Try it: Whenever a line in the entries below contains "white", copy that line.
□ □ □ □ □ □ □
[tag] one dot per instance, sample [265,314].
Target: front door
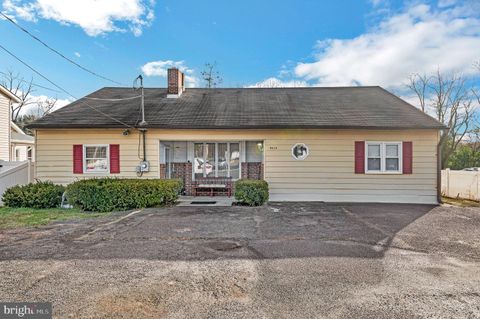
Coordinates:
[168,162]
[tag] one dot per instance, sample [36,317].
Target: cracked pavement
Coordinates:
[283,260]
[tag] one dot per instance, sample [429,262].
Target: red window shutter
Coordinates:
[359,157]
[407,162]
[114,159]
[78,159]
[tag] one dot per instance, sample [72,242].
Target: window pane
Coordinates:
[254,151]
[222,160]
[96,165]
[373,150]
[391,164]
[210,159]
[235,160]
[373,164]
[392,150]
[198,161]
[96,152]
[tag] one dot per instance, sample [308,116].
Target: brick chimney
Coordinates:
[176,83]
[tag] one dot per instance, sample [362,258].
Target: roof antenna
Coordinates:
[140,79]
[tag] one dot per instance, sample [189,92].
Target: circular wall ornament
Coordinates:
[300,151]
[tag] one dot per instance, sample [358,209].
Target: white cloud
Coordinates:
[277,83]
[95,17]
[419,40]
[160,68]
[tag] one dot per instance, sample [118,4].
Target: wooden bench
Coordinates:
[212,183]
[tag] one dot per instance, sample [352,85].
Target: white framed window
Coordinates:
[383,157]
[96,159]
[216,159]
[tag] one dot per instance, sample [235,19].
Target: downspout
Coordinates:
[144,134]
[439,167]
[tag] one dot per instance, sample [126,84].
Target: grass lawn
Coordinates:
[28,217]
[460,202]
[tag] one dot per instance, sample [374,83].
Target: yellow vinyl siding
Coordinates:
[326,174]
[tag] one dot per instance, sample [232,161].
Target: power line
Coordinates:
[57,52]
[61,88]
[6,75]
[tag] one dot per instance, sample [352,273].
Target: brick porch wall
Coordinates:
□ □ □ □ □ □ □
Response to this exercise:
Target: white cloud
Target: white framed window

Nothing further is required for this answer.